→ EXTRACTO DE ORIGEN

* * *

Macron, Francia y yo

El índice de desempleo en Francia para los que ahora tienen menos de 40 años ha venido oscilando en torno al 25%, lo que hace que la situación de la juventud francesa sea muy poco envidiable. ¿Por qué no probar suerte en el mercado de trabajo global, donde ser francés y joven tiene más probabilidades de ser visto como una ventaja en lugar de como una carga?

Basándome en ese razonamiento, en 2012 lancé un movimiento, junto a un rapero y un periodista, que animaba a la juventud francesa a dejar de manifestarse y de pedir trabajo y en vez de ello a empaquetar sus cosas y abandonar la decrépita gerontocracia en la que Francia se había convertido: como un medio para educarse y fortalecerse por su cuenta, como un modo de atraer la atención de la clase política francesa, pero también, sosteníamos, de redimir a uno de los países del mundo más impermeable a las reformas, aprendiendo unas mejores prácticas en el extranjero y, con el tiempo, volviendo a casa para ponerlas en marcha. Y, de paso, hacerse ciudadanos del mundo y no solo de su país.

* * *

→ TAREA REQUERIDA 1
Responde, según el extracto, a estas preguntas:
(a) ¿En torno a qué porcentaje ha oscilado el desempleo en Francia entre quienes tienen menos de 40 años?
(b) ¿En qué año se lanzó el movimiento?
(c) ¿Junto a quiénes se lanzó?
→ TAREA REQUERIDA 2
Enumera todas las acciones a las que, según el extracto, el movimiento animaba a la juventud francesa.
→ TAREA REQUERIDA 3
Cita del extracto el fragmento que empieza en las palabras "Basándome en ese" y termina tras las palabras "de su país.".

→ SECCIÓN DE DATOS

* * *

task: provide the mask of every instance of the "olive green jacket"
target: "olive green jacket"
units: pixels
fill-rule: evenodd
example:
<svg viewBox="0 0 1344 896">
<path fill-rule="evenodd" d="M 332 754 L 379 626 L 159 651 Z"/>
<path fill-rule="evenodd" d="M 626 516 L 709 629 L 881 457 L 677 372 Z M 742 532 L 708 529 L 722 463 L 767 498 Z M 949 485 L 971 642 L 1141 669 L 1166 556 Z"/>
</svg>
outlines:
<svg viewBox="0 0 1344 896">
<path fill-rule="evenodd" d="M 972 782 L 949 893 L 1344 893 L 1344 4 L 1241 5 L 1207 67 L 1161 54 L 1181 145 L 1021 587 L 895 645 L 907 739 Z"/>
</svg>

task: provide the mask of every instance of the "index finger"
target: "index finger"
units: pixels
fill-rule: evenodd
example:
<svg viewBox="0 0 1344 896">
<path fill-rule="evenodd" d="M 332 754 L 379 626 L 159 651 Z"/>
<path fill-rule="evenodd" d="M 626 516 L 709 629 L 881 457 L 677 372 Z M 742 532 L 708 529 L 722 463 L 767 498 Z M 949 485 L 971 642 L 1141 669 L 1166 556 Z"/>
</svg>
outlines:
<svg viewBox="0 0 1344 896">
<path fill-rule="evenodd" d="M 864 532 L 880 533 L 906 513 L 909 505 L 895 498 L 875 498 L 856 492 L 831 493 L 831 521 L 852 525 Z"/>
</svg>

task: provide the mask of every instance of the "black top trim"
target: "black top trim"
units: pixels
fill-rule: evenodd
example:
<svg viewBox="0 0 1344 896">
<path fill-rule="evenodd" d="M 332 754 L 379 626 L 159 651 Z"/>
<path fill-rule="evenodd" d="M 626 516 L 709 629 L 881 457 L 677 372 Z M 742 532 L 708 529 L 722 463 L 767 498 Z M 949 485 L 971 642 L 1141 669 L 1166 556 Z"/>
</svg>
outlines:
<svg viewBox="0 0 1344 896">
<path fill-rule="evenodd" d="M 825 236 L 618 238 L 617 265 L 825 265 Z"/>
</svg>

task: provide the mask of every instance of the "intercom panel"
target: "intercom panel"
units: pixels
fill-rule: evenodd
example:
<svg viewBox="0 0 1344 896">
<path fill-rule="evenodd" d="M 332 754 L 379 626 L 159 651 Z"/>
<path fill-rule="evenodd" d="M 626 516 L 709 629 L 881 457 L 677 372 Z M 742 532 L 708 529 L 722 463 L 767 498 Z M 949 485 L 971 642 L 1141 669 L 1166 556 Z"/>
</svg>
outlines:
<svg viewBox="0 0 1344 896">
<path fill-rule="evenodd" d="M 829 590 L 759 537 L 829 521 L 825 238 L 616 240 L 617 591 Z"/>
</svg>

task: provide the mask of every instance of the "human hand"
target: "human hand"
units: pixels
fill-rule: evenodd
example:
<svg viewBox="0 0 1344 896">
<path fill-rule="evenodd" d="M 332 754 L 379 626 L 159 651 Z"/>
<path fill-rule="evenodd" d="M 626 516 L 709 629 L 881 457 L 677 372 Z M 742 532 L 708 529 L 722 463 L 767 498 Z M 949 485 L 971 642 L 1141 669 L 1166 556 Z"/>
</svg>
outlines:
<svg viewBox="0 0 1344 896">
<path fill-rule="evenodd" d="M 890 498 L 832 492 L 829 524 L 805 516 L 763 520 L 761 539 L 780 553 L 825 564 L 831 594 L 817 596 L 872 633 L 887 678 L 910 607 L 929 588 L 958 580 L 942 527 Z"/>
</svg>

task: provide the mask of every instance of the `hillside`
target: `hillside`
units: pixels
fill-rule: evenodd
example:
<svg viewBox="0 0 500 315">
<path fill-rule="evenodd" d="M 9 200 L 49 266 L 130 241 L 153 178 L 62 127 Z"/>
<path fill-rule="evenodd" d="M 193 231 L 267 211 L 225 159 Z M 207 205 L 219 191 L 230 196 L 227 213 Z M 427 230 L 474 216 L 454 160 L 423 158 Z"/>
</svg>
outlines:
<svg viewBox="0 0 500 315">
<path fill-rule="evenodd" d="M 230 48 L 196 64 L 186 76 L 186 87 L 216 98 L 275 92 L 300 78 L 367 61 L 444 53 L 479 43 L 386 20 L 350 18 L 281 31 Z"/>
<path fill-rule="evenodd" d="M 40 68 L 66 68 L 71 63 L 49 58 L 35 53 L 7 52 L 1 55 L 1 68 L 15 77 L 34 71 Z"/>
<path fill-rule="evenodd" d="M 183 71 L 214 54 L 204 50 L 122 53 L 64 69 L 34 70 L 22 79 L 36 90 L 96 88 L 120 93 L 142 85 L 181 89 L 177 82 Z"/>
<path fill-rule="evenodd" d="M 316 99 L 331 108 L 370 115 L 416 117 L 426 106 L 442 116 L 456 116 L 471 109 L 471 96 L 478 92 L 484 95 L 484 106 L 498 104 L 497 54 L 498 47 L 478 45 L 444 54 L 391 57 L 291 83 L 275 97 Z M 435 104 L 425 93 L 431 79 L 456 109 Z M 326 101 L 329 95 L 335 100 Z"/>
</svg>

* * *

→ SOLUCIÓN 1
(a) En torno al 25%.
(b) En 2012.
(c) Junto a un rapero y un periodista.

→ SOLUCIÓN 2
- Dejar de manifestarse
- Dejar de pedir trabajo
- Empaquetar sus cosas
- Abandonar la decrépita gerontocracia en la que Francia se había convertido

→ SOLUCIÓN 3
Basándome en ese razonamiento, en 2012 lancé un movimiento, junto a un rapero y un periodista, que animaba a la juventud francesa a dejar de manifestarse y de pedir trabajo y en vez de ello a empaquetar sus cosas y abandonar la decrépita gerontocracia en la que Francia se había convertido: como un medio para educarse y fortalecerse por su cuenta, como un modo de atraer la atención de la clase política francesa, pero también, sosteníamos, de redimir a uno de los países del mundo más impermeable a las reformas, aprendiendo unas mejores prácticas en el extranjero y, con el tiempo, volviendo a casa para ponerlas en marcha. Y, de paso, hacerse ciudadanos del mundo y no solo de su país.